Position annotation records:
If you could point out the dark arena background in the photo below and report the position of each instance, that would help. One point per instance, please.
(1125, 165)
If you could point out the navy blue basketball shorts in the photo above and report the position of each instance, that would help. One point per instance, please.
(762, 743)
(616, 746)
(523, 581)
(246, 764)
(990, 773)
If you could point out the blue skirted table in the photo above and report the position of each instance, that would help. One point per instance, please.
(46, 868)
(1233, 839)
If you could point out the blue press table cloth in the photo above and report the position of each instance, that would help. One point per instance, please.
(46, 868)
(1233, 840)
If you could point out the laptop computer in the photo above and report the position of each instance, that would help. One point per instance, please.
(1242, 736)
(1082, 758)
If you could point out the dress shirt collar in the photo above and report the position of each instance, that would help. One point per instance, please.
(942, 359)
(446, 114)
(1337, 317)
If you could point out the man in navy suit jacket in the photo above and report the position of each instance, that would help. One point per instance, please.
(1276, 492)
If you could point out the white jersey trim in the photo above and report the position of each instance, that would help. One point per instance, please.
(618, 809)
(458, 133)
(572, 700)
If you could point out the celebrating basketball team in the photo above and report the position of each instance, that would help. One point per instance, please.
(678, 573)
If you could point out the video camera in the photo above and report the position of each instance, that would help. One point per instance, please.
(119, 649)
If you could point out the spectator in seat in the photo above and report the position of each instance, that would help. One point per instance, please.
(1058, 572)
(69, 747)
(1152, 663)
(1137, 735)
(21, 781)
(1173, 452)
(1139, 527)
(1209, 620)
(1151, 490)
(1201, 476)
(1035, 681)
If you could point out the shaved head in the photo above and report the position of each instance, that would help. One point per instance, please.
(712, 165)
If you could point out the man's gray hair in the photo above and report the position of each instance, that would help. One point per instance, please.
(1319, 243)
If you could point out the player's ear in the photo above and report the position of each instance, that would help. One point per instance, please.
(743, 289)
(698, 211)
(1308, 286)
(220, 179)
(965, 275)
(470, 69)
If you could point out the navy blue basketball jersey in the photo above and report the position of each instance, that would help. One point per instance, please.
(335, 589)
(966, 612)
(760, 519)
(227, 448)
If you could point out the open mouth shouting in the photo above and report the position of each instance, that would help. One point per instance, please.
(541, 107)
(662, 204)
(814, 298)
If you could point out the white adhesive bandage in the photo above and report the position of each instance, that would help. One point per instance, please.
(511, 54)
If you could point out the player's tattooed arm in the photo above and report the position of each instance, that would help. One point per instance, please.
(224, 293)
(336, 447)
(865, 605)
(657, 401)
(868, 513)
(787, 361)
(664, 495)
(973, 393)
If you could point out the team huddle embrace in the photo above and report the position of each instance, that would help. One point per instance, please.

> _Written request_
Give the lines above as a numbered list, omitting any blank lines.

> _Solution_
1. If you could point out the dark arena background in the photo below and report the position of each instance, that would help. One point per instance, please.
2. (1125, 165)
3. If you could point out the navy blue basketball shorts in the photo above and report the position of each instance, that would help. One point per instance, please.
4. (762, 743)
5. (616, 746)
6. (523, 581)
7. (246, 764)
8. (990, 773)
9. If you could point out the blue skirted table in the photo above and report the position of each instance, that would help. One point per instance, please.
10. (46, 868)
11. (1233, 839)
12. If you could point out the blue press table cloth in the photo above and report the position of each instance, that would help. One point per instance, please.
13. (46, 868)
14. (1233, 840)
15. If you could point out the laptop computer in the photo above and report the position of each instance, that would help. One point per instance, please.
16. (1242, 736)
17. (1082, 758)
18. If you could point out the dress shirt collar in the photo above and report the position of each instance, that would help. One point per instance, please.
19. (942, 359)
20. (446, 114)
21. (1337, 317)
22. If you could point out the man in navy suit jacket in the photo above and report the position of each instance, that would help. One point per instance, please.
23. (1276, 492)
24. If you could point out the white jersey trim in the photo above and report the position of each instance, that would help. One point per instance, please.
25. (618, 809)
26. (458, 133)
27. (572, 700)
28. If you could point out the celebrating basketball team in the photo above and report the position of each instance, that would help. One point per instance, please.
29. (678, 573)
30. If you could point out the video camera in the photo above and report the position of each instance, that would help. One point per instance, please.
31. (119, 649)
32. If you could point out the spectator in seat in the photo above and report the position of each instance, that would help. One point per instance, please.
33. (1058, 572)
34. (69, 747)
35. (1152, 663)
36. (1137, 735)
37. (21, 781)
38. (1173, 452)
39. (1139, 527)
40. (1209, 620)
41. (1151, 490)
42. (1201, 476)
43. (1035, 681)
44. If you could point out the shaved head in the photo above and report the position of each instance, that would help. One point per instance, please.
45. (712, 165)
46. If you could point out the man's gray hair in the photo above and report the position of each instance, that would help. One point per instance, please.
47. (1319, 243)
48. If you could point out the player's ear in the photo above and report the position of each instance, that would help. One point per instance, please.
49. (743, 289)
50. (698, 211)
51. (1308, 286)
52. (220, 179)
53. (965, 275)
54. (470, 69)
55. If you could point out the navy blue basketball jersey in the photo above and report the position of each instance, that would help. One point per instance, please.
56. (335, 589)
57. (966, 612)
58. (760, 519)
59. (227, 448)
60. If you could point out the open mouth shouting in the photo above and report the position of each instance, that would help. One point per instance, please.
61. (541, 107)
62. (662, 204)
63. (814, 298)
64. If you could point out the white adhesive bandage in the photo above and report the position of each instance, that would help. One point per instance, please.
65. (511, 54)
66. If you could point out the player's tattooed arm in the photo above and report the position of each instance, that would help. One point per instance, please.
67. (224, 293)
68. (336, 447)
69. (865, 605)
70. (657, 401)
71. (868, 513)
72. (787, 361)
73. (664, 495)
74. (973, 393)
75. If you could point out the team huddle embrace in the photo above and report the position of each instance, that would help. One point per instance, please.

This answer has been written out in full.